→ THINGS TO DO:
1) Write out the passage of the discussion about the Russian tsars' power from "The house of" to "verge of death.".
2) Continue the discussion about the Russian tsars' power, starting after its final sentence.

→ ARTICLE:
[BEGIN]

Now I understand how difficult it can be to hold onto such power but at the same time we had Stalin, Hitler, Mao, Khmer Rouge etc, dictatorial regimes with not only more power within the country than the tsar but also oftentimes genocidal and oppressive to the extreme. But if they were possible what was Russia missing to enable Tsars to wield such power as well?

The 1st question is which Alexander are you talking about?

The 2nd question is which of the regimes you mentioned lasted for more than 3 centuries as was the case with the Russian monarchy?

And, BTW, 2 Russian monarchs managed to lose 20 - 25% of country’s population (and perhaps even more) as a result of their activities, which is quite comparable to the Khmer Rouge (25%) and, percentage wise, higher than Mao (even if we take 40M number). So why do you assume that Russian monarchs did not have an “extreme” power? It is just that not all of them had been barbarians like the dictators you listed.
 
Tsars don’t have a popular (ish) mandate, don’t have the mass media and 20th century tech at their disposal to the extent Stalin or Hitler did, and also they are sickly inbred incompetent aristocrats. Even if they do survive, they will likely be just figureheads as in virtually every other country except the gulf states.

Speaking of “sickly”, for how long would you be able to hold a roof of a railroad car on your shoulders? :)

And there was not too much of inbreeding either: the Orthodox Church had been very strict on that account. But you are right about quite a few of them being incompetent.
 
And there was not too much of inbreeding either: the Orthodox Church had been very strict on that account. But you are right about quite a few of them being incompetent.

The house of Saxe-Coburg Gotha was (and is) mildly inbred. It’s pretty well known that hemophilia ran in the family. the heir (who presumably would be the one running the empire in this “tsardom survives” scenario, Alexei Romanov, spent like 1/3 of his life on the verge of death.

[END]

→ EXTRACTED ENTRIES:
[BEGIN]

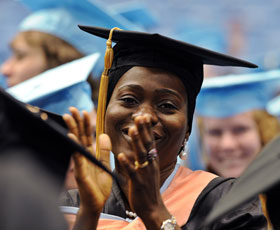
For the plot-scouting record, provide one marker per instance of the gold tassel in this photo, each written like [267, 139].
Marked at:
[262, 198]
[102, 96]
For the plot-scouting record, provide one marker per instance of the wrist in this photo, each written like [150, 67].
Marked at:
[155, 219]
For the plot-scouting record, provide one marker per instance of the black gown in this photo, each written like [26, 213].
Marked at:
[248, 216]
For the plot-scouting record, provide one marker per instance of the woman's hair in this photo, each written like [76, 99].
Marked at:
[268, 127]
[56, 50]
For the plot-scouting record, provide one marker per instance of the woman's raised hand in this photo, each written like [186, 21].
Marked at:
[94, 184]
[144, 175]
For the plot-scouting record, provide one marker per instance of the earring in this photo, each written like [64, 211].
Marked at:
[184, 153]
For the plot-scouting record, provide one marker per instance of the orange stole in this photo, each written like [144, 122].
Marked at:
[179, 199]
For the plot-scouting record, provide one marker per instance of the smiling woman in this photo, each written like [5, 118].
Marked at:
[152, 89]
[161, 95]
[233, 123]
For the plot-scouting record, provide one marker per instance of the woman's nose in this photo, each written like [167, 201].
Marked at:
[228, 142]
[6, 67]
[146, 110]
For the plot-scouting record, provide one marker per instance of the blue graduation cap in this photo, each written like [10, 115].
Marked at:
[230, 95]
[59, 88]
[273, 106]
[61, 18]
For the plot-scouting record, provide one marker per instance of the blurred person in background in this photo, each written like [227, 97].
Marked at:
[49, 37]
[233, 122]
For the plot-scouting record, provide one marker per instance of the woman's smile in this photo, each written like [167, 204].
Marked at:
[159, 94]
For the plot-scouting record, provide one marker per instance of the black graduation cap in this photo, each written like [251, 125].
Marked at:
[261, 175]
[154, 50]
[42, 135]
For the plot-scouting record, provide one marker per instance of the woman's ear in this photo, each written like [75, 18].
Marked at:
[187, 136]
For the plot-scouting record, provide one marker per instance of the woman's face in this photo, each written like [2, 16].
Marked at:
[231, 143]
[25, 62]
[162, 95]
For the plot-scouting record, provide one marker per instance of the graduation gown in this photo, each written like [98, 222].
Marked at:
[189, 196]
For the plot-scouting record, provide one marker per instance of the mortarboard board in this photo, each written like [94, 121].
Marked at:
[28, 130]
[154, 50]
[135, 12]
[57, 89]
[259, 177]
[226, 96]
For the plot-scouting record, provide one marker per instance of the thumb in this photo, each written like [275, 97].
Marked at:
[105, 147]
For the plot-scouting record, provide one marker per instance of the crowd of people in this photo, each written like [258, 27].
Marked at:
[152, 100]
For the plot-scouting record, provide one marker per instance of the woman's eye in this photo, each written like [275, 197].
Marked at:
[19, 55]
[240, 130]
[167, 106]
[129, 101]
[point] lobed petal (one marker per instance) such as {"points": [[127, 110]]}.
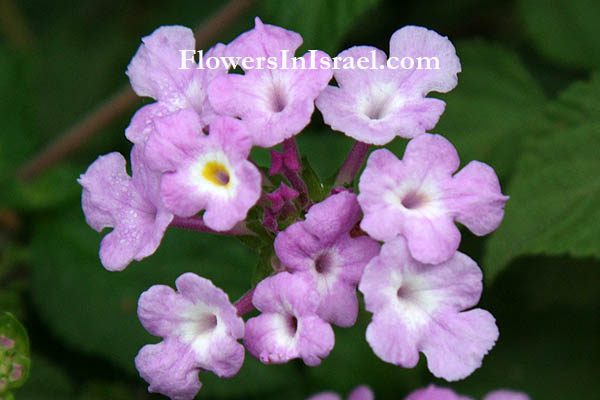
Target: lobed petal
{"points": [[170, 369]]}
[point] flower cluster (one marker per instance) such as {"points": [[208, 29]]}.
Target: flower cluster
{"points": [[395, 241]]}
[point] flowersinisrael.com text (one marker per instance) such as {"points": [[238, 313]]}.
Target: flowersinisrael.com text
{"points": [[285, 61]]}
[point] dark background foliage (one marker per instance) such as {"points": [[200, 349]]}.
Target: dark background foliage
{"points": [[528, 103]]}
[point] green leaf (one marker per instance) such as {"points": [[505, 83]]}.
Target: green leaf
{"points": [[564, 31], [322, 23], [48, 381], [492, 108], [548, 345], [14, 353], [555, 194], [89, 307]]}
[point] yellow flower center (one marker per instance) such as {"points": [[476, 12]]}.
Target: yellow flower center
{"points": [[216, 173]]}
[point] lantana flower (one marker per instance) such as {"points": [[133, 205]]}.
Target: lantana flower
{"points": [[288, 326], [322, 251], [200, 328], [130, 205], [376, 105], [419, 198], [421, 308], [433, 392], [156, 71], [274, 103], [204, 172]]}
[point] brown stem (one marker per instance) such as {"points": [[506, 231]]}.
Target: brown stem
{"points": [[14, 25], [117, 104]]}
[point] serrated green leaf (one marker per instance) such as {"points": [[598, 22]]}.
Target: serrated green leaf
{"points": [[316, 189], [491, 110], [90, 307], [555, 194], [322, 23], [264, 266], [564, 31]]}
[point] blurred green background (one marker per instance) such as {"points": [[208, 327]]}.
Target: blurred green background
{"points": [[527, 102]]}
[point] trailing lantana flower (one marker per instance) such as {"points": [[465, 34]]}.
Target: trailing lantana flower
{"points": [[420, 307], [191, 156], [376, 105], [433, 392], [200, 328], [359, 393], [322, 251], [274, 104], [417, 197], [204, 172], [131, 206], [155, 71], [288, 326]]}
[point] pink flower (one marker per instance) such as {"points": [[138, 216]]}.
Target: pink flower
{"points": [[200, 328], [288, 326], [274, 103], [420, 308], [204, 172], [359, 393], [417, 197], [376, 105], [155, 71], [321, 250]]}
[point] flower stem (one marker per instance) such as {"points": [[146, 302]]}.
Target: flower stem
{"points": [[244, 304], [352, 164], [198, 224]]}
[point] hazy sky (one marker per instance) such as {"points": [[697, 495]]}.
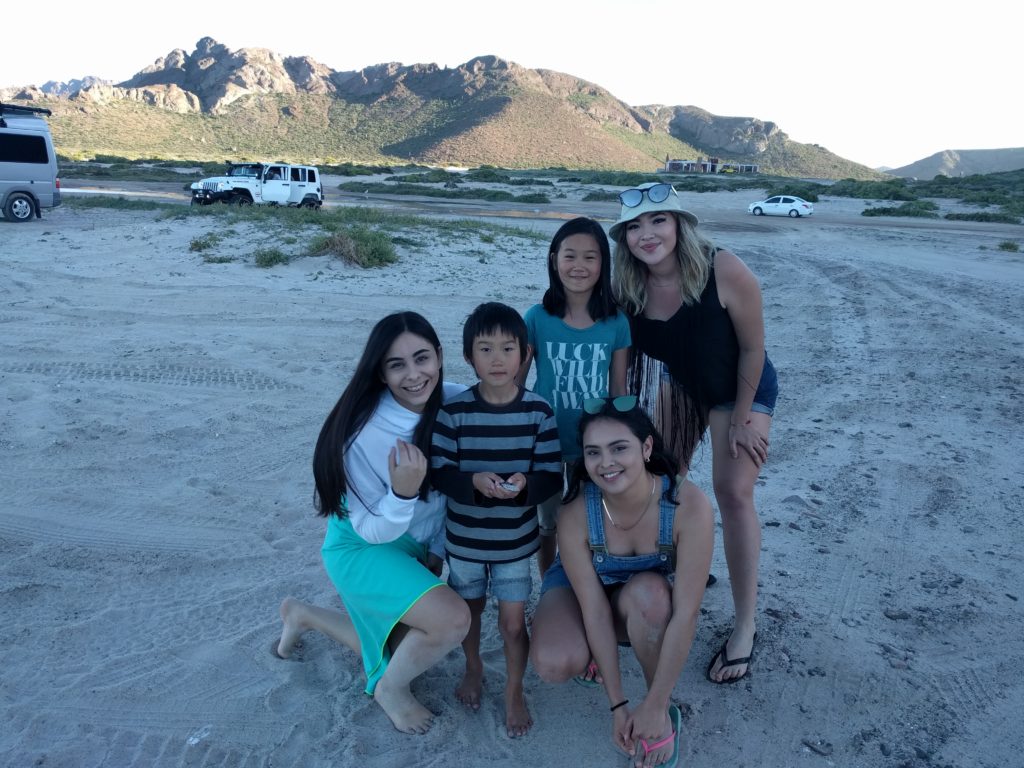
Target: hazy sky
{"points": [[880, 83]]}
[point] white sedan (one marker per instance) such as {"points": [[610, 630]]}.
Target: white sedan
{"points": [[781, 205]]}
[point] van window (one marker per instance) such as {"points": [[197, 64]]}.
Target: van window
{"points": [[17, 148]]}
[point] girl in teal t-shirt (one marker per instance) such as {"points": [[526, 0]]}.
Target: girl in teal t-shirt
{"points": [[580, 342]]}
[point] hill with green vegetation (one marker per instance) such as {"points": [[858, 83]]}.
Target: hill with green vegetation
{"points": [[252, 103], [964, 163]]}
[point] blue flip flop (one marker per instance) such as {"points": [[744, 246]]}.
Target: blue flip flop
{"points": [[589, 678]]}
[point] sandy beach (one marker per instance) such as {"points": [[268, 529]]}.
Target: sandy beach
{"points": [[157, 425]]}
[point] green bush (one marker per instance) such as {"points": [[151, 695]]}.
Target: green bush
{"points": [[487, 173], [357, 245], [267, 257], [104, 201], [354, 169], [435, 176], [889, 189], [432, 192], [918, 209], [998, 218], [204, 242]]}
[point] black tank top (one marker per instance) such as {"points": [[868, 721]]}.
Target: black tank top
{"points": [[698, 344]]}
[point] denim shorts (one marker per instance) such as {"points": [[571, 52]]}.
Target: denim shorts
{"points": [[555, 577], [764, 398], [510, 582]]}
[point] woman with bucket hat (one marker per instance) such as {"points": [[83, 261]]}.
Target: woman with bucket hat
{"points": [[698, 364]]}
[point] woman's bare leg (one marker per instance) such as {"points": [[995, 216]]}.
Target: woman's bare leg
{"points": [[298, 616], [558, 647], [643, 605], [734, 480], [437, 623]]}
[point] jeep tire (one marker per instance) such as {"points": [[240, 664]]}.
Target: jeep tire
{"points": [[18, 208]]}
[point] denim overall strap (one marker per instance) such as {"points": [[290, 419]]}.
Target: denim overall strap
{"points": [[595, 525], [667, 519]]}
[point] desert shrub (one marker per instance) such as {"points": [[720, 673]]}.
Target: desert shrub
{"points": [[918, 209], [104, 201], [999, 218], [356, 245], [433, 176], [267, 257], [433, 192], [600, 196], [530, 182], [204, 242], [889, 189], [354, 169], [487, 173]]}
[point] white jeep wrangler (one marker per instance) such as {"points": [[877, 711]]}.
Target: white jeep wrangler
{"points": [[262, 183]]}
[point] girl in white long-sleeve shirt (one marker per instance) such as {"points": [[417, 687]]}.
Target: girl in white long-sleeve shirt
{"points": [[384, 541]]}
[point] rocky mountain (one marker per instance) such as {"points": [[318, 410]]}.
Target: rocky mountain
{"points": [[220, 103], [963, 163], [61, 88]]}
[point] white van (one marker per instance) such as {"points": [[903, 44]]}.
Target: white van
{"points": [[28, 164]]}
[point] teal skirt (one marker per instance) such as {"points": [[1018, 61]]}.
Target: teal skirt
{"points": [[378, 583]]}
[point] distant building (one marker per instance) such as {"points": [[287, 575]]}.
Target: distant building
{"points": [[709, 165]]}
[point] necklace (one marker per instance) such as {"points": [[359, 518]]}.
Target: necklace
{"points": [[653, 487]]}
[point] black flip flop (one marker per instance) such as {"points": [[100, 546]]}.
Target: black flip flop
{"points": [[726, 662]]}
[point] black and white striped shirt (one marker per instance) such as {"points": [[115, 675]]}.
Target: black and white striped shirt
{"points": [[472, 435]]}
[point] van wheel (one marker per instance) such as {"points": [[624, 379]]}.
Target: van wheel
{"points": [[18, 208]]}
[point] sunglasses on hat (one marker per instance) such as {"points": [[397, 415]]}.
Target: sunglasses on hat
{"points": [[655, 194], [623, 403]]}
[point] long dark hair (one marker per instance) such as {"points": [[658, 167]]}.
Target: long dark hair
{"points": [[662, 462], [601, 303], [357, 403]]}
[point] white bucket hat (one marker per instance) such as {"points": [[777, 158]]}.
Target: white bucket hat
{"points": [[638, 201]]}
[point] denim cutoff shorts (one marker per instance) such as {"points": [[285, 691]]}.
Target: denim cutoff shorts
{"points": [[509, 582], [764, 398]]}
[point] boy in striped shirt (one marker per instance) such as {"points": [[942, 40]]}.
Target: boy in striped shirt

[END]

→ ANSWERS BY TASK:
1)
The house of Saxe-Coburg Gotha was (and is) mildly inbred. It’s pretty well known that hemophilia ran in the family. the heir (who presumably would be the one running the empire in this “tsardom survives” scenario, Alexei Romanov, spent like 1/3 of his life on the verge of death.

2)
 
Because Nicky II was incompetent more than anything else

Basically this and the associated circumstances deriving from this. I'm not the sort to say that any kind of autocracy or authoritarianism is untenable from the jump. The reason why the Russian Empire couldn't survive was because of the Reign of Nicolas II, more than anything else, the mismanagement of the Russian state led to the death of its oldest institution.

People lost faith in the monarchy, the war was pushing the domestic sphere to the breaking point (conscripting millions of young men, wealthy capitalists were hoarding food and price gouging the people to make massive profits as well as hold out for the Germans to win so they could make bank after the surrender, major cities were turning into hotbeds of radical ideas like democracy and revolution, not to mention the just inhuman amount of death taking place at the front), and the Okhrana wasn't killing the people that it needed to make sure all the discontent never got off the ground. And for every inch the the monarchy gave, it lost ten miles and by the end of it there wasn't anyone left that was willing to fight for it.

An absolute monarchy that can turn into a republic over the course of a train ride is one that's been rotting for a looooong time.

The Russian Empire can last semi-indefinitely if it has effective leadership. But it didn't have that, and so its days were numbered.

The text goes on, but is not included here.